Work instructions
Reproduce the rows that begin with the line containing "For this exercise we mark the forest" and run through the line containing "[(226, 72)]", requests included. Add 91 to every coordinate in the answers, and leave the sample formats unchanged.

Information given
========

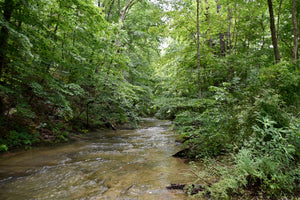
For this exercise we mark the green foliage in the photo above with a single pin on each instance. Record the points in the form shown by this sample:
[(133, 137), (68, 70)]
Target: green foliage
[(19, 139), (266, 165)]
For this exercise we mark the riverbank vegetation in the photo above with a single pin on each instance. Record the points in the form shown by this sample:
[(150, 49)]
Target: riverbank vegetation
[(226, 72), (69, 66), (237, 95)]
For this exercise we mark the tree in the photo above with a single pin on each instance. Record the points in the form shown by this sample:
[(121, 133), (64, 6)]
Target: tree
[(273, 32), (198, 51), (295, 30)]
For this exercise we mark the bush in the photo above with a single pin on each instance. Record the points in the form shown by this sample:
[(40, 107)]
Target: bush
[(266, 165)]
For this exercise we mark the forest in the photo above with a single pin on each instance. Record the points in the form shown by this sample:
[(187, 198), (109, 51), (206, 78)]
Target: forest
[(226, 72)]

========

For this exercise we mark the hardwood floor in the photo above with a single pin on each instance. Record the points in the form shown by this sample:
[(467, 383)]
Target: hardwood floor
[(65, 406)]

========

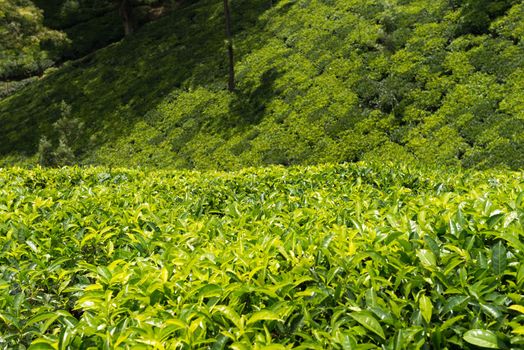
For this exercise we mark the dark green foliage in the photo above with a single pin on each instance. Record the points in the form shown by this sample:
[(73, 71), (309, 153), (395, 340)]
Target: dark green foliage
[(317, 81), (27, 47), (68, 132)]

========

Written solution
For this exercise we mark the forest in the photo above with a single pin on each instance. Record the points in the form shown by this sample:
[(187, 198), (109, 51), (206, 78)]
Target: forest
[(317, 163)]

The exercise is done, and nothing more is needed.